EXERCISE REQUIREMENTS:
Write out all of the data below line for line, requests included, multiplying every coordinate in the answers by 1.35 and rounding to whole numbers, with halves rounded up. Keep the numbers in the requests and their format samples unchanged.

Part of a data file

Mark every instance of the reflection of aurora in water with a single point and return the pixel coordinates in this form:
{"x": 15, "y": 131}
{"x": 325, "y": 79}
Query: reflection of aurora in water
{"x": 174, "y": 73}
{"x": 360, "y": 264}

EXERCISE RESULT:
Mark every instance of the reflection of aurora in water with a single point and return the pixel coordinates in this form:
{"x": 15, "y": 131}
{"x": 325, "y": 79}
Query: reflection of aurora in water
{"x": 235, "y": 99}
{"x": 486, "y": 356}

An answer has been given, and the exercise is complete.